### EXERCISE BRIEF:
An exact copy of the entries, with every picture omitted, is what is needed here.

[Segmentation mask data]
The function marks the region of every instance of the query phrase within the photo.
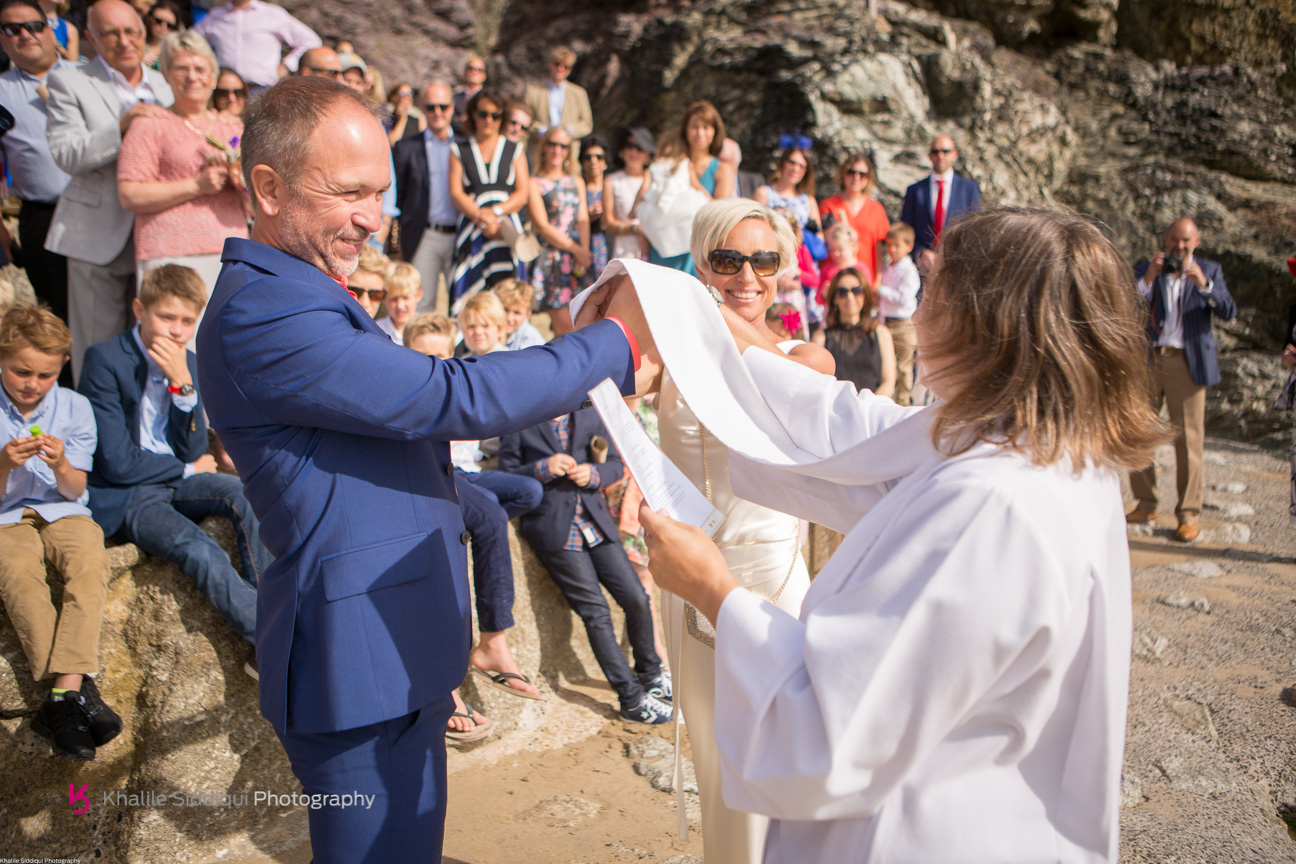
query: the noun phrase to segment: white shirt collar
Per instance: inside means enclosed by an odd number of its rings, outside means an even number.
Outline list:
[[[933,171],[931,172],[931,179],[944,180],[946,185],[948,185],[949,182],[954,179],[954,169],[951,168],[950,170],[946,171],[944,174],[937,174],[935,171]]]

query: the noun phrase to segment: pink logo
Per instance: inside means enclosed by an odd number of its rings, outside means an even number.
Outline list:
[[[86,790],[89,788],[90,788],[89,783],[86,783],[80,789],[77,789],[76,786],[74,786],[71,783],[68,784],[68,806],[71,807],[72,812],[78,816],[82,816],[90,812],[90,798],[86,795]],[[80,810],[77,809],[78,801],[81,802]]]

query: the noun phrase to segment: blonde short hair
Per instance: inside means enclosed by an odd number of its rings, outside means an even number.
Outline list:
[[[546,148],[548,148],[549,142],[554,139],[554,136],[560,133],[567,136],[567,155],[563,157],[562,165],[560,167],[564,174],[570,174],[576,170],[576,162],[572,159],[572,154],[576,152],[576,136],[573,135],[572,131],[566,126],[550,126],[545,130],[544,136],[540,139],[540,154],[536,157],[537,164],[535,173],[539,174],[541,171],[545,170],[545,164],[547,161],[545,154],[548,152]]]
[[[408,297],[413,294],[419,294],[423,291],[423,277],[419,275],[418,268],[408,261],[397,262],[383,280],[383,287],[387,289],[387,299],[393,297]]]
[[[886,236],[888,240],[899,240],[901,243],[914,242],[914,230],[908,222],[892,222]]]
[[[207,44],[207,40],[197,30],[185,30],[181,33],[170,33],[162,37],[158,53],[158,69],[165,75],[171,69],[171,61],[178,53],[195,54],[207,61],[211,67],[212,84],[220,74],[220,63],[216,61],[216,52]]]
[[[420,336],[444,336],[454,342],[455,325],[446,316],[440,312],[424,312],[422,315],[415,315],[410,322],[405,325],[405,332],[401,338],[405,341],[405,347],[408,348],[414,344],[414,340]]]
[[[568,48],[566,45],[559,45],[557,48],[554,48],[549,52],[549,59],[557,60],[559,63],[566,63],[568,66],[571,66],[576,62],[576,52]]]
[[[23,348],[66,357],[72,350],[72,332],[44,306],[20,303],[0,318],[0,358]]]
[[[463,308],[459,310],[459,321],[462,322],[469,315],[485,318],[496,327],[503,327],[508,321],[504,314],[504,304],[490,291],[478,291],[464,301]]]
[[[139,301],[145,309],[166,297],[183,300],[201,312],[207,305],[207,283],[192,267],[163,264],[144,274],[140,280]]]
[[[530,282],[523,282],[521,279],[502,279],[496,282],[491,290],[506,308],[525,306],[530,309],[535,304],[535,289],[531,287]]]
[[[707,256],[716,249],[723,248],[730,232],[738,223],[748,219],[760,219],[774,229],[779,253],[779,270],[797,266],[796,236],[788,221],[779,216],[764,204],[749,198],[721,198],[708,201],[693,217],[693,236],[689,239],[689,252],[693,255],[696,267],[706,267]]]
[[[851,243],[858,246],[859,232],[845,222],[834,222],[833,226],[828,229],[828,233],[824,235],[825,243],[830,240],[849,240]]]
[[[392,262],[390,258],[368,243],[363,243],[360,246],[360,255],[356,258],[356,269],[381,276],[383,287],[386,287],[387,277],[392,272]]]
[[[970,213],[942,234],[920,346],[952,395],[932,426],[949,454],[1002,443],[1039,465],[1131,469],[1169,436],[1148,401],[1145,310],[1130,266],[1074,213]]]

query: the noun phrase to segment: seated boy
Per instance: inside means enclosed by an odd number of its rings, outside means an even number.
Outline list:
[[[120,530],[183,570],[254,643],[257,579],[272,558],[242,482],[218,474],[207,453],[207,419],[194,388],[198,361],[185,349],[206,302],[202,278],[188,267],[150,270],[131,303],[135,327],[86,351],[79,389],[99,424],[90,508],[105,534]],[[198,527],[208,516],[234,524],[242,577]],[[244,671],[256,677],[254,667]]]
[[[621,548],[617,523],[600,489],[621,479],[615,449],[593,465],[590,443],[607,440],[593,408],[583,408],[500,439],[500,469],[544,483],[544,500],[522,517],[522,535],[585,624],[599,668],[621,702],[621,719],[665,723],[671,719],[670,679],[654,647],[648,592]],[[631,671],[612,629],[600,583],[625,611],[634,654]]]
[[[837,275],[838,270],[855,267],[864,274],[869,284],[872,284],[873,268],[859,260],[859,234],[847,223],[837,222],[829,228],[824,242],[828,245],[828,260],[819,265],[818,300],[820,305],[827,308],[832,298],[825,298],[824,291],[827,290],[828,283]]]
[[[490,291],[479,291],[464,301],[459,310],[459,332],[463,342],[455,349],[456,357],[506,351],[504,325],[508,320],[504,304]]]
[[[535,289],[531,283],[518,279],[505,279],[491,287],[504,304],[504,347],[510,351],[545,344],[544,336],[531,323],[531,306],[535,303]]]
[[[420,354],[449,360],[454,356],[455,325],[440,312],[424,312],[405,325],[402,341]]]
[[[369,244],[360,247],[360,258],[355,272],[347,278],[347,290],[355,295],[356,302],[376,319],[387,297],[387,277],[392,272],[392,262]],[[397,342],[400,340],[397,339]]]
[[[405,325],[414,317],[414,309],[423,299],[423,278],[408,261],[392,267],[383,281],[387,289],[387,317],[378,319],[378,326],[397,345],[404,344]]]
[[[15,306],[0,319],[0,599],[37,681],[52,679],[32,728],[54,752],[93,759],[122,729],[90,676],[108,591],[104,535],[86,506],[94,412],[56,383],[72,334],[48,309]],[[45,562],[63,574],[54,608]]]
[[[918,340],[914,337],[913,318],[918,309],[918,266],[909,253],[914,246],[914,230],[903,222],[891,226],[886,235],[887,266],[882,268],[882,282],[878,286],[878,314],[891,331],[895,346],[897,405],[908,405],[913,393],[914,351]]]

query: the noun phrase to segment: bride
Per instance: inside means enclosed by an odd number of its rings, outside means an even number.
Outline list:
[[[774,302],[779,271],[796,266],[796,239],[787,220],[745,198],[712,201],[693,220],[690,247],[698,278],[725,307],[772,339],[765,312]],[[798,363],[828,375],[833,372],[832,356],[818,345],[789,340],[777,347]],[[662,451],[725,516],[715,542],[730,572],[756,596],[796,615],[810,587],[797,518],[733,494],[727,449],[698,422],[669,372],[663,376],[657,416]],[[704,857],[707,864],[756,864],[768,820],[731,810],[720,794],[719,754],[712,734],[711,628],[678,597],[666,595],[665,601],[675,704],[688,726],[702,799]]]
[[[940,401],[918,410],[788,363],[725,310],[741,356],[672,360],[640,298],[680,389],[746,406],[693,405],[736,492],[847,532],[794,615],[700,530],[640,511],[654,577],[714,625],[724,798],[772,817],[767,864],[1116,860],[1118,471],[1167,437],[1129,273],[1079,216],[951,226],[914,320]]]

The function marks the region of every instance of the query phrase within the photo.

### ANSWER SPACE:
The function marks the region of every instance of the query phrase within the photo.
query: the noun phrase to segment: white shirt collar
Per instance: inside means enclosed by an odd number of its rings, outside means an even number.
Outline list:
[[[933,171],[931,172],[931,179],[944,180],[946,185],[948,185],[949,182],[954,179],[954,169],[951,168],[950,170],[946,171],[944,174],[937,174],[935,171]]]

query: the noun phrase to segment: pink logo
Per instance: inside means enclosed by an odd number of its rings, outside means an even number.
Outline list:
[[[86,790],[89,788],[90,788],[89,783],[86,783],[80,789],[77,789],[76,786],[74,786],[71,783],[68,784],[68,806],[71,807],[72,812],[78,816],[82,816],[90,812],[90,798],[86,795]],[[80,810],[77,809],[78,801],[81,802]]]

query: the noun phrase to segment: blonde short hair
Per instance: inside means enclosed by an odd number of its rings, outside means an even number.
Outline list:
[[[546,148],[548,148],[549,142],[554,139],[554,136],[560,133],[567,136],[567,155],[563,157],[562,165],[560,167],[564,174],[570,174],[576,170],[576,162],[572,159],[572,154],[576,152],[576,136],[573,135],[572,131],[566,126],[550,126],[545,130],[544,136],[540,139],[540,154],[536,157],[537,164],[535,173],[539,174],[541,171],[545,170],[545,164],[547,161],[545,154],[548,152]]]
[[[408,297],[413,294],[419,294],[423,291],[423,277],[419,275],[418,268],[408,261],[397,262],[383,280],[383,287],[387,289],[387,299],[393,297]]]
[[[886,236],[888,240],[899,240],[901,243],[914,242],[914,230],[908,222],[892,222]]]
[[[207,44],[207,40],[197,30],[185,30],[181,33],[170,33],[162,37],[158,53],[158,69],[165,75],[171,69],[171,61],[178,53],[195,54],[207,61],[211,67],[212,84],[220,74],[220,63],[216,61],[216,52]]]
[[[420,336],[444,336],[454,342],[455,325],[446,316],[440,312],[424,312],[422,315],[415,315],[410,322],[405,325],[405,332],[401,338],[405,341],[405,347],[408,348],[414,344],[414,340]]]
[[[568,48],[566,45],[559,45],[557,48],[554,48],[549,52],[549,59],[557,60],[559,63],[566,63],[568,66],[571,66],[576,62],[576,52]]]
[[[23,348],[66,357],[72,350],[72,332],[44,306],[20,303],[0,318],[0,358]]]
[[[463,308],[459,310],[459,321],[462,322],[469,315],[485,318],[496,327],[503,327],[508,321],[504,314],[504,304],[490,291],[478,291],[464,301]]]
[[[139,301],[145,309],[166,297],[183,300],[201,312],[207,305],[207,283],[192,267],[163,264],[144,274],[140,280]]]
[[[530,282],[523,282],[521,279],[502,279],[496,282],[491,290],[506,308],[525,306],[530,309],[535,304],[535,289],[531,287]]]
[[[707,256],[716,249],[723,248],[730,232],[738,223],[748,219],[760,219],[774,229],[779,253],[779,270],[797,266],[796,236],[788,221],[779,216],[764,204],[749,198],[721,198],[708,201],[693,217],[693,236],[689,239],[689,252],[693,255],[696,267],[706,267]]]
[[[851,243],[858,246],[859,232],[845,222],[834,222],[833,226],[828,229],[828,233],[824,235],[825,243],[830,240],[849,240]]]
[[[392,262],[390,258],[368,243],[363,243],[360,246],[360,255],[356,258],[356,269],[381,276],[383,287],[386,287],[387,277],[392,272]]]
[[[970,213],[942,234],[920,346],[952,395],[932,426],[949,454],[1002,443],[1039,465],[1131,469],[1169,436],[1148,401],[1145,310],[1130,266],[1074,213]]]

query: the noun phrase to segment: seated boy
Per instance: inside means enclosed by an odd number of its rings, outside means an even number.
Outline list:
[[[120,530],[183,570],[254,643],[257,579],[272,558],[242,482],[218,474],[207,453],[207,419],[194,388],[198,361],[185,349],[206,302],[202,278],[188,267],[150,270],[131,303],[135,327],[86,351],[79,389],[99,424],[90,508],[105,534]],[[198,527],[208,516],[234,524],[242,577]],[[244,671],[256,677],[254,667]]]
[[[621,548],[617,523],[600,489],[621,479],[615,449],[593,465],[590,443],[607,440],[593,408],[583,408],[500,439],[500,469],[544,483],[544,500],[522,517],[522,535],[585,624],[599,668],[621,702],[621,719],[665,723],[671,719],[670,679],[654,647],[648,592]],[[631,671],[612,629],[600,583],[625,611],[634,654]]]
[[[837,275],[838,270],[855,267],[864,274],[869,284],[872,284],[873,268],[859,260],[859,234],[847,223],[837,222],[829,228],[824,242],[828,245],[828,260],[819,265],[818,300],[820,305],[827,308],[832,298],[825,298],[824,291],[827,290],[828,283]]]
[[[490,291],[479,291],[464,301],[459,310],[459,332],[463,342],[455,349],[456,357],[506,351],[504,325],[508,320],[504,304]]]
[[[535,289],[531,283],[518,279],[505,279],[491,287],[504,304],[504,347],[510,351],[545,344],[544,336],[531,323],[531,306],[535,303]]]
[[[420,354],[449,360],[454,356],[455,325],[440,312],[424,312],[405,325],[402,341]]]
[[[369,244],[360,247],[360,258],[355,272],[347,278],[347,290],[355,295],[356,302],[376,319],[387,297],[387,277],[392,272],[392,262]],[[397,342],[400,340],[397,339]]]
[[[405,325],[414,317],[414,309],[423,299],[423,278],[408,261],[392,267],[383,281],[387,289],[387,317],[378,319],[378,326],[397,345],[404,344]]]
[[[15,306],[0,319],[0,599],[37,681],[52,679],[32,728],[54,752],[93,759],[122,729],[90,676],[108,591],[104,535],[86,506],[94,412],[56,383],[72,334],[48,309]],[[45,562],[63,574],[54,608]]]
[[[918,340],[914,337],[913,318],[918,309],[918,266],[909,253],[914,246],[914,230],[903,222],[891,226],[886,235],[887,266],[882,268],[882,282],[878,286],[878,314],[891,331],[895,346],[897,405],[908,405],[913,393],[914,351]]]

query: the noun phrase to segment: bride
Per instance: inside means enclosed by an odd number of its rings, outside means an even number.
Outline list:
[[[774,302],[779,271],[796,266],[796,239],[787,220],[745,198],[712,201],[693,220],[690,247],[698,278],[725,307],[772,339],[765,312]],[[798,363],[828,375],[833,372],[832,356],[818,345],[789,340],[777,347]],[[662,451],[725,516],[715,542],[730,572],[756,596],[796,615],[810,587],[797,518],[733,494],[727,449],[698,422],[669,372],[663,376],[657,416]],[[704,857],[707,864],[756,864],[768,820],[731,810],[720,794],[719,754],[712,734],[711,628],[678,597],[666,595],[665,601],[675,704],[688,726],[702,799]]]
[[[940,401],[918,410],[788,363],[725,310],[741,356],[672,360],[640,298],[680,389],[746,406],[693,405],[736,492],[847,532],[794,615],[700,530],[640,511],[654,577],[714,625],[724,798],[772,817],[767,864],[1116,860],[1118,471],[1167,437],[1129,273],[1079,216],[951,226],[914,320]]]

The function marks the region of every instance of the query phrase within the photo.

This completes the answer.